:: AIM ::
Count the lines in the entries below that contain the string "rusty", with uppercase and lowercase treated as different. Reply with the number alone.
........
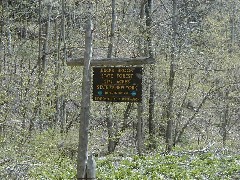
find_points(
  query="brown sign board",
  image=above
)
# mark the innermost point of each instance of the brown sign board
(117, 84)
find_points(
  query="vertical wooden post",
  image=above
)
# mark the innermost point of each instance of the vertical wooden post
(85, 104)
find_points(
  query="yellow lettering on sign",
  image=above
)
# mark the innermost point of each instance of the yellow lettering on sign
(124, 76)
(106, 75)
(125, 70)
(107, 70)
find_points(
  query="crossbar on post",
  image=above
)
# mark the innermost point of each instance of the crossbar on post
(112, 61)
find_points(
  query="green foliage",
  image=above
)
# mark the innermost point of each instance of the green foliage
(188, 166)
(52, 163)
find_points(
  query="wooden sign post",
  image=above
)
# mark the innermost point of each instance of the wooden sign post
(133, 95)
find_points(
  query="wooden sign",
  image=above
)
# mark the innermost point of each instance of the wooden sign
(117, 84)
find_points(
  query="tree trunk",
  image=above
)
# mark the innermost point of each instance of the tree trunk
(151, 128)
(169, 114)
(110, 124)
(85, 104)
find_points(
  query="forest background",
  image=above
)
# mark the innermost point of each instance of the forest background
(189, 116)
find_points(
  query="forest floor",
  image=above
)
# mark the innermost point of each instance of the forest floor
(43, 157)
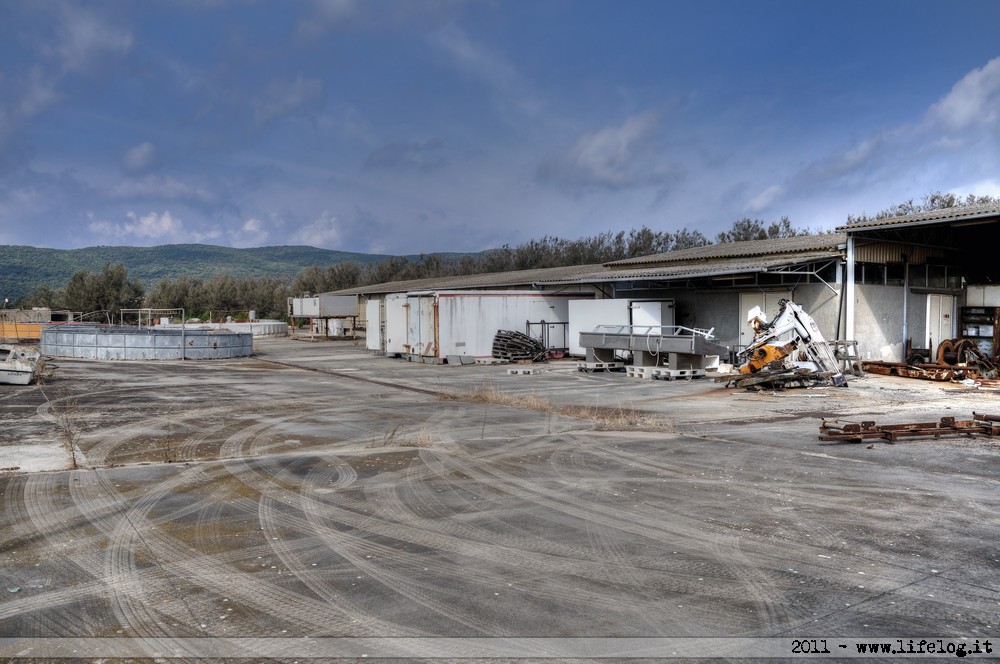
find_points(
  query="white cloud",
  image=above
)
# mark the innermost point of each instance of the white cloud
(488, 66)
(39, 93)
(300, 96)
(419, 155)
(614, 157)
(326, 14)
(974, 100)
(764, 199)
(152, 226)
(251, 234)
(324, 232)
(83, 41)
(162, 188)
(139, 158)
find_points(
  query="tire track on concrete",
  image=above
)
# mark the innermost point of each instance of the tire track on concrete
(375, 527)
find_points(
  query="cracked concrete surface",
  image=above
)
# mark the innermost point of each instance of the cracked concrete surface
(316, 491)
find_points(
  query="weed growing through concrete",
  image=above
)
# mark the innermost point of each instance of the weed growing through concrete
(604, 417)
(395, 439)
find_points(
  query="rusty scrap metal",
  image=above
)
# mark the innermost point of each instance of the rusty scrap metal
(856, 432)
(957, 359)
........
:: SOLUTION TO THIS TASK ::
2